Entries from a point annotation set
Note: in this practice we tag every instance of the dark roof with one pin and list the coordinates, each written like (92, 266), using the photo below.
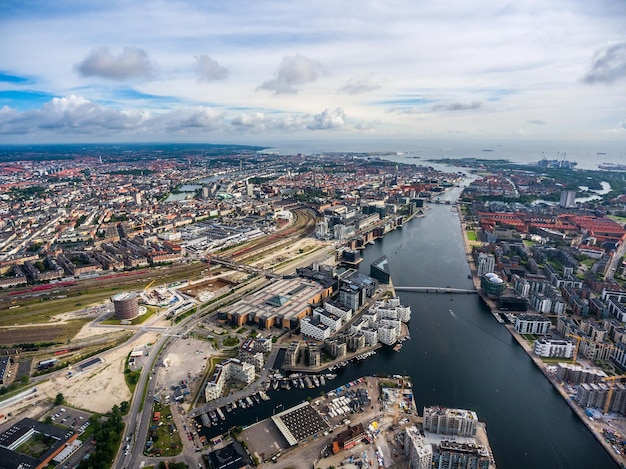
(232, 456)
(10, 459)
(299, 423)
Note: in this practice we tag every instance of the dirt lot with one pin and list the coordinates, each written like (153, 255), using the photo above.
(186, 359)
(97, 389)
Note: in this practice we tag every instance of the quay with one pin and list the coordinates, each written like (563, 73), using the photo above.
(593, 426)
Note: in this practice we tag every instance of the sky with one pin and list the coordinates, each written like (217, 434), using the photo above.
(250, 71)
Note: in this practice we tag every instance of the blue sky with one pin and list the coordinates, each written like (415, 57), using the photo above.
(265, 72)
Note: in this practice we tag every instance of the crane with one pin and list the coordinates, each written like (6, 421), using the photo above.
(609, 395)
(396, 407)
(149, 285)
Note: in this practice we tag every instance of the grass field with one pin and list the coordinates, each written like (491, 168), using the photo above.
(41, 334)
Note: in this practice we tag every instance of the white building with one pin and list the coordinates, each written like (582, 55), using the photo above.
(313, 327)
(371, 335)
(457, 422)
(387, 335)
(485, 263)
(228, 369)
(554, 348)
(532, 324)
(419, 453)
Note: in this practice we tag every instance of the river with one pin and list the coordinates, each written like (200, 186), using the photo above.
(460, 356)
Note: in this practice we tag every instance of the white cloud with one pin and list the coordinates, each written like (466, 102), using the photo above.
(328, 119)
(608, 65)
(293, 71)
(209, 70)
(358, 86)
(458, 106)
(132, 62)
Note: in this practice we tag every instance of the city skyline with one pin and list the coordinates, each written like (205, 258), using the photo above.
(272, 72)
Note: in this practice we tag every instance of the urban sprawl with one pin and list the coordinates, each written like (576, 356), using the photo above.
(149, 294)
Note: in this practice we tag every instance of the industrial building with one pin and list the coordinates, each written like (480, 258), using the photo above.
(281, 304)
(126, 305)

## Work to complete
Duplicate the listing above line for line, with no changes. Leave the pictures out of your copy.

## Task output
Note: in this practice we tag every instance of the dark roof with one pin and list the coordinates, each written like (92, 266), using the photo below.
(232, 456)
(10, 459)
(299, 423)
Note: in this practice we tag every instance of the dirt lot with one pin and list the coordinates, each written like (153, 255), using the photo above.
(186, 359)
(97, 389)
Note: in this practice we tag every instance of the quay with one pin and list the coordinates, each written like (563, 73), using the photo above.
(593, 426)
Note: in this practice we tag every instance of the sky with one pin and list the coordinates, each written like (217, 434), using the photo above.
(250, 71)
Note: in this practice we tag every instance of the blue sky with one pin and list the coordinates, each written like (415, 57), using the photo above.
(265, 72)
Note: in this practice we tag every instance of the crane with one pin and list the coordinates, each written like (6, 421), using the photo above.
(609, 395)
(396, 407)
(149, 285)
Note: in this practice we tag every instance of the grass field with one pin and list the coordinates, each written like (491, 168), using the photo above.
(41, 334)
Note: in this practice we tag every instance of the white building with one pin and list the coordinates, each written like (582, 55), using the photo above.
(313, 327)
(371, 335)
(457, 422)
(387, 335)
(485, 263)
(228, 369)
(554, 348)
(532, 324)
(419, 453)
Note: in this practice we tag every instance of the river with one pin and list the coordinates, each written like (200, 186), using the photo above.
(460, 356)
Note: in this practice we tag every instance of the white cloud with one pin and list the coordinates, each written like (466, 102), using the photo above.
(328, 119)
(608, 65)
(293, 71)
(209, 70)
(358, 86)
(458, 106)
(132, 62)
Note: in this practice we tag every instance of the city skyline with one pin and list the coordinates, each written like (205, 258), using the photo above.
(272, 72)
Note: in this practice we tag every instance of the urban sprawl with one pin and list the coordinates, each written like (576, 356), using the photo above.
(149, 294)
Note: in this practice we tag every instance of the industrial building with one pin and list the coordinates, each written like (480, 258), using the photo above.
(281, 304)
(126, 305)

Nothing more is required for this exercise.